## PASSAGE SHOWN
────────────────────────────────────────

A radical new
option for the financial rescue of
Cyprus would force losses on uninsured depositors in Cypriot banks, as well
as investors in the country’s sovereign bonds, according to a confidential
memorandum prepared ahead of Monday’s meeting of eurozone finance ministers.
The proposal for a
“bail-in” of investors and depositors, and drastic shrinking of the Cypriot
banking sector, is one of three options put forward as alternatives to a
full-scale bailout. The ministers are trying to agree a rescue plan by March,
to follow the presidential elections in Cyprus later this month.
The new plan has
not been endorsed by its authors in the European Commission or by individual
eurozone members. The memo warns that “the risks associated with this option
are significant”, including a renewed danger of contagion in eurozone financial
markets, and premature collapse in the Cypriot banking sector.
The radical
proposal is intended to produce a more sustainable debt solution for the country,
cutting the size of Cyprus’s bailout by two-thirds – from €16.7bn to only
€5.5bn – by involving more foreign depositors and bond holders.
It would reduce
Cyprus’s outstanding debt to just 77 per cent of economic output, compared with
140 per cent in the current full bailout plan.

────────────────────────────────────────

Object position labeling entries

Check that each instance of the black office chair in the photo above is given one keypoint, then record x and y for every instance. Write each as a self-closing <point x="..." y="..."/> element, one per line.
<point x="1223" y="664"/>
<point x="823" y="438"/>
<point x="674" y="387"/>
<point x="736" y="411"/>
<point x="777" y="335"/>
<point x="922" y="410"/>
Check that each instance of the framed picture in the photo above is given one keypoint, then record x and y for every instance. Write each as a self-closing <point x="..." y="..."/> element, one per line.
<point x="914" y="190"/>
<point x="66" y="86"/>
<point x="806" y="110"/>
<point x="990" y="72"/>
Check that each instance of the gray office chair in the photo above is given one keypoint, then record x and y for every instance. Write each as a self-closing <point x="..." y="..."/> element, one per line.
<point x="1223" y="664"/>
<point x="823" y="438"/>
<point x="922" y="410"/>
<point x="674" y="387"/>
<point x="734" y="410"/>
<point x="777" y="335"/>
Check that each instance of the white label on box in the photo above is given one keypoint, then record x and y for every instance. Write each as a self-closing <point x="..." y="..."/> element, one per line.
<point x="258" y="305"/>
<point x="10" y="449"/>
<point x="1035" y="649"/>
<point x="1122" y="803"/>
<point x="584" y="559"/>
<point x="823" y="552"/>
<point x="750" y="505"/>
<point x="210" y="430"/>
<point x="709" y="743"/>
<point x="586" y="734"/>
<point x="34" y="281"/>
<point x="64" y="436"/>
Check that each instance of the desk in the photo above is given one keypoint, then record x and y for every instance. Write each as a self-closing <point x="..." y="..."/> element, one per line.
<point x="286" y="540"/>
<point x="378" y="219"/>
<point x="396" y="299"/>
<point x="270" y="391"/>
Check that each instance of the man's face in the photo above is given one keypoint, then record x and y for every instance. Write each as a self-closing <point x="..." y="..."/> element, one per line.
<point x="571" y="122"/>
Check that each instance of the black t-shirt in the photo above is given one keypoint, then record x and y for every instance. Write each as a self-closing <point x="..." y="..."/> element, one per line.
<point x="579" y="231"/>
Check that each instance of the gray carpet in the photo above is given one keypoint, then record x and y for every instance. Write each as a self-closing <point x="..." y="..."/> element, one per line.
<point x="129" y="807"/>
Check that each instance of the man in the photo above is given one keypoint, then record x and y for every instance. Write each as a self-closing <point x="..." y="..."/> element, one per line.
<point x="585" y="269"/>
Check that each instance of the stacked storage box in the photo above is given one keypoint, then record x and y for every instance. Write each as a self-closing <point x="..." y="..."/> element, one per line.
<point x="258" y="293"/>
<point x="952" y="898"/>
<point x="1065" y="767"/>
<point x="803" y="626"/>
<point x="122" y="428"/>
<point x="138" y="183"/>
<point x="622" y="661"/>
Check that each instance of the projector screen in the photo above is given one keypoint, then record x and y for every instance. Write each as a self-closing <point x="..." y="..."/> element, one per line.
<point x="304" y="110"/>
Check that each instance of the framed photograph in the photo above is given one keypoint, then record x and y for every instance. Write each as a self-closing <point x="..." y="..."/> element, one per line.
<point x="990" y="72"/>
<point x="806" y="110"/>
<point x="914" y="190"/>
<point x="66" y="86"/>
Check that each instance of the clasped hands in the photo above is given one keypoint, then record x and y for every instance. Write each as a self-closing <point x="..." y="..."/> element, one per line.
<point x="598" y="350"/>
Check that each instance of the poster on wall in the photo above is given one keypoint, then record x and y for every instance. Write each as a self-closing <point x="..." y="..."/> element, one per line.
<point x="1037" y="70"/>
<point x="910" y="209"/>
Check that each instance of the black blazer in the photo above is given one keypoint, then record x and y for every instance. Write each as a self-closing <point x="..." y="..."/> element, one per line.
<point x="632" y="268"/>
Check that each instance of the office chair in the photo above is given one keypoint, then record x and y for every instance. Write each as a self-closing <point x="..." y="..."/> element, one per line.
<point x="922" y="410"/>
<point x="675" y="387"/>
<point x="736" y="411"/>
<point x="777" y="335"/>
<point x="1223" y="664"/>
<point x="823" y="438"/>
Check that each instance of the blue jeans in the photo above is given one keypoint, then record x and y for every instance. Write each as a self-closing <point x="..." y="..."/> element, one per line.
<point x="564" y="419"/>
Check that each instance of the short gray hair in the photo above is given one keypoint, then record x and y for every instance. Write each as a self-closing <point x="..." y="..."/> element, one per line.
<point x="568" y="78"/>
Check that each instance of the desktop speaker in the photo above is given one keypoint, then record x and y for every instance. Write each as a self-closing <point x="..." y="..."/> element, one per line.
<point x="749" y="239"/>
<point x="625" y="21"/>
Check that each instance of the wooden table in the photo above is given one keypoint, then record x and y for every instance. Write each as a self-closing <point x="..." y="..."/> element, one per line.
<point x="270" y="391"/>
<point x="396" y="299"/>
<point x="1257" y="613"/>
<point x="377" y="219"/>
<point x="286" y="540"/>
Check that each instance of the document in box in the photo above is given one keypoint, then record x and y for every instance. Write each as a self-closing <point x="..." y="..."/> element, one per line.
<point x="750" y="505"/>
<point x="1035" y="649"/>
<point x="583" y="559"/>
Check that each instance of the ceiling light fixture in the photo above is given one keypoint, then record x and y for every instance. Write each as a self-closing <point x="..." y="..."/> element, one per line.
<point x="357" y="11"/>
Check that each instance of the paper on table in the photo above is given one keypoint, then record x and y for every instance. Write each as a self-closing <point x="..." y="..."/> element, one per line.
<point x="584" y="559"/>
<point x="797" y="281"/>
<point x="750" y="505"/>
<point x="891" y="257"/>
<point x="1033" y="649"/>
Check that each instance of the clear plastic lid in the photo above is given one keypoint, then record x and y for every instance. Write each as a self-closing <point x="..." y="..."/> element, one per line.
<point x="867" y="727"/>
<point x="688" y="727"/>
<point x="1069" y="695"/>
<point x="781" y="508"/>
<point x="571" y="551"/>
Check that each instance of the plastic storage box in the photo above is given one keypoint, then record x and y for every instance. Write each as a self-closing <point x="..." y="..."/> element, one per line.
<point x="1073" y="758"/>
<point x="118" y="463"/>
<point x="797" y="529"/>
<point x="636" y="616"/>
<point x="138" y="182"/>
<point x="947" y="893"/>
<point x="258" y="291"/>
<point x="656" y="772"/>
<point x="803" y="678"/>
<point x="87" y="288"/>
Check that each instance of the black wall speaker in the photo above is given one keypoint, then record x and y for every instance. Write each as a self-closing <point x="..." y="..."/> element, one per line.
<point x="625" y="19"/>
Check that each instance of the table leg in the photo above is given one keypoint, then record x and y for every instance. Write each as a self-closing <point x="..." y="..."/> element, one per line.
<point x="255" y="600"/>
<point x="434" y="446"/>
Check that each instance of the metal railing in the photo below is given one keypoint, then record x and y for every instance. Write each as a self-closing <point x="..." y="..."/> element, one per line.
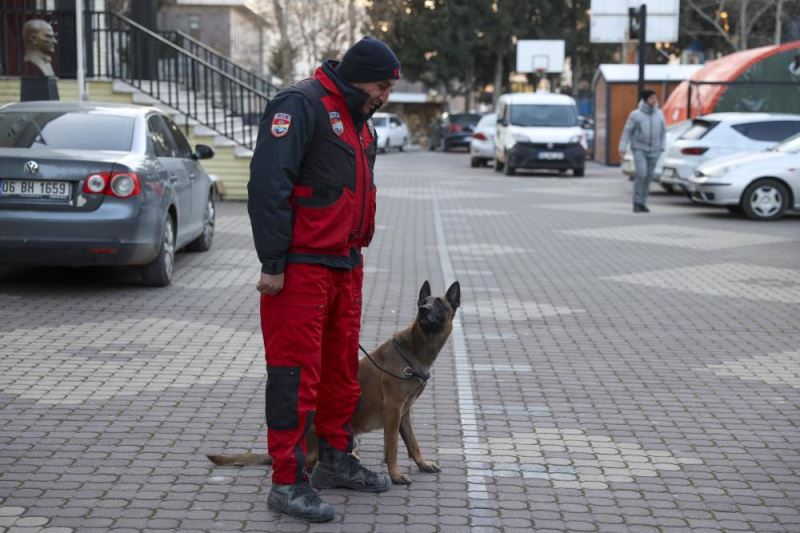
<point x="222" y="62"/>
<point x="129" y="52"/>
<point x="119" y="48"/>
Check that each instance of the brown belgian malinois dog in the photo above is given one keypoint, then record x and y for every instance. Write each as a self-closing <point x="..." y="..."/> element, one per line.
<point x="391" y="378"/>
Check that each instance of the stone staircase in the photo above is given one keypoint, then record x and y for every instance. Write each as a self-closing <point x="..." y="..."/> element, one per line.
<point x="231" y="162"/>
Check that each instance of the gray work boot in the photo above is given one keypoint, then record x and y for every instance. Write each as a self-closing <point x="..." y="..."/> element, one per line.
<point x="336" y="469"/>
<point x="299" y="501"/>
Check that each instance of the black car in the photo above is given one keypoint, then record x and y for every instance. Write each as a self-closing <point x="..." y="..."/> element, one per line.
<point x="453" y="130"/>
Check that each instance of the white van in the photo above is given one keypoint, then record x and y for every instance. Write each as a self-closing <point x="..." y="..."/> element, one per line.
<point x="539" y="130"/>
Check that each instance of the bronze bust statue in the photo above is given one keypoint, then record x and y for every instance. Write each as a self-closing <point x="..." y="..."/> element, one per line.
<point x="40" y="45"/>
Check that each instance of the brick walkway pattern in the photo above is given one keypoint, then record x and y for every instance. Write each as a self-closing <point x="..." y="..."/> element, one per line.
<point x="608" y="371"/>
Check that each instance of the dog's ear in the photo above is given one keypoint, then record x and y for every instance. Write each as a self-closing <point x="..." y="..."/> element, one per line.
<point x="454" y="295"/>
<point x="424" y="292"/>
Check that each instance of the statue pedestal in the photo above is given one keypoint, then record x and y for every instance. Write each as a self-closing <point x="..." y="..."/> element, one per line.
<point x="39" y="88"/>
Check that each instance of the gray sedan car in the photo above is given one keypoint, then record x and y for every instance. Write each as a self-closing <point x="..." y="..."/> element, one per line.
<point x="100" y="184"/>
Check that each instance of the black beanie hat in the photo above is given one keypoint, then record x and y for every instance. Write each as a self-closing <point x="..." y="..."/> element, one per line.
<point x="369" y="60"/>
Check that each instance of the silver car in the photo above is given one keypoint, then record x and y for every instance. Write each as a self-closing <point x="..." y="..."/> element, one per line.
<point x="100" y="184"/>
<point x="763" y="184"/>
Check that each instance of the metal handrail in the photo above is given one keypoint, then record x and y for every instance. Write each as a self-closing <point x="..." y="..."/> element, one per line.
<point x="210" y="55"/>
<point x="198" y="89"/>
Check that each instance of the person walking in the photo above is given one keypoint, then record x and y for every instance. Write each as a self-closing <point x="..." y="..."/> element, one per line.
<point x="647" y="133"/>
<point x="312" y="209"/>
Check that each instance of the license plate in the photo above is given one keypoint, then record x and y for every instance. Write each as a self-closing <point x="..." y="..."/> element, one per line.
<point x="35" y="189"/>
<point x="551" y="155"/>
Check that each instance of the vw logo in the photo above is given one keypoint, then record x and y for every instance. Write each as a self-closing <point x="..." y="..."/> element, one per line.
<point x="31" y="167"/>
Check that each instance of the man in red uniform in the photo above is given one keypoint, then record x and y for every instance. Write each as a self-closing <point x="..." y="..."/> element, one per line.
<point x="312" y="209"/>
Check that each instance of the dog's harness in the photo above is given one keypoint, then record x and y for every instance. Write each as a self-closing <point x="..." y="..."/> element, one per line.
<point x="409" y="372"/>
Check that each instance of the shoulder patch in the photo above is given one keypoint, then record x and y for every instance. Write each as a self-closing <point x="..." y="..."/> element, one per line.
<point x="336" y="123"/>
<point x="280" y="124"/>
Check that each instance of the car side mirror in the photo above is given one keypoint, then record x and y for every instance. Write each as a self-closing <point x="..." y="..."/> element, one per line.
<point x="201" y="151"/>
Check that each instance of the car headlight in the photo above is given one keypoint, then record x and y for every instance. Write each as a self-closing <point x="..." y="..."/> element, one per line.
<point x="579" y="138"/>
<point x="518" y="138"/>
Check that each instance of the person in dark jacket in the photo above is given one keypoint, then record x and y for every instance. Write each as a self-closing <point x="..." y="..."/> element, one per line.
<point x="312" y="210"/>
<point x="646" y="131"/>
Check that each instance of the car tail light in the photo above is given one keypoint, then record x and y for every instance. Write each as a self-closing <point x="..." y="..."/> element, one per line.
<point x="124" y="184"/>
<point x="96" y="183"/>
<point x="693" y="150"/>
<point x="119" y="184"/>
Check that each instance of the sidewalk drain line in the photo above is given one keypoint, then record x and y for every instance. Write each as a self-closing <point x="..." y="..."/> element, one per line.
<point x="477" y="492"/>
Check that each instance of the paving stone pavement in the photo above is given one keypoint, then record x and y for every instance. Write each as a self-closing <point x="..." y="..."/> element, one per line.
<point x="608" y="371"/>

────────────────────────────────────────

## REQUEST 1
Reproduce the portion of the Cyprus bailout article starting with "The proposal for" and going on through "later this month.".
## REQUEST 2
Continue the article on the Cyprus bailout from the point at which it stops.
The entries have no connection to the article on the Cyprus bailout.

## TASK RESULT 1
The proposal for a
“bail-in” of investors and depositors, and drastic shrinking of the Cypriot
banking sector, is one of three options put forward as alternatives to a
full-scale bailout. The ministers are trying to agree a rescue plan by March,
to follow the presidential elections in Cyprus later this month.

## TASK RESULT 2
By “bailing in”
uninsured bank depositors, it would also involve more foreign investors, especially from Russia, some of whom
have used Cyprus as a tax haven in recent years. That would answer criticism
from Berlin in particular, where politicians are calling for more drastic
action to stop the island being used for money laundering and tax
evasion.
Senior EU
officials who have seen the document cautioned that imposing losses on bank
depositors and a sovereign debt restructuring remain unlikely. Underlining the
dissuasive language in the memo, they said that bailing in depositors was never
considered in previous eurozone bailouts because of concern that it could lead
to bank runs in other financially fragile countries.
But the document
also makes clear that both options remain on the table despite public
insistence by eurozone leaders that Greece was “unique”
and would be the only country to default on sovereign debts.
Labelled “strictly
confidential” and distributed to eurozone officials last week, the memo says
the radical version of the plan – including a “haircut” of 50 per cent on
sovereign bonds – would shrink the Cypriot financial sector, now nearly eight
times larger than the island’s economy, by about one-third by 2015.
But the authors
warn such drastic action could restart contagion in eurozone financial markets,
and put forward two more cautious alternatives.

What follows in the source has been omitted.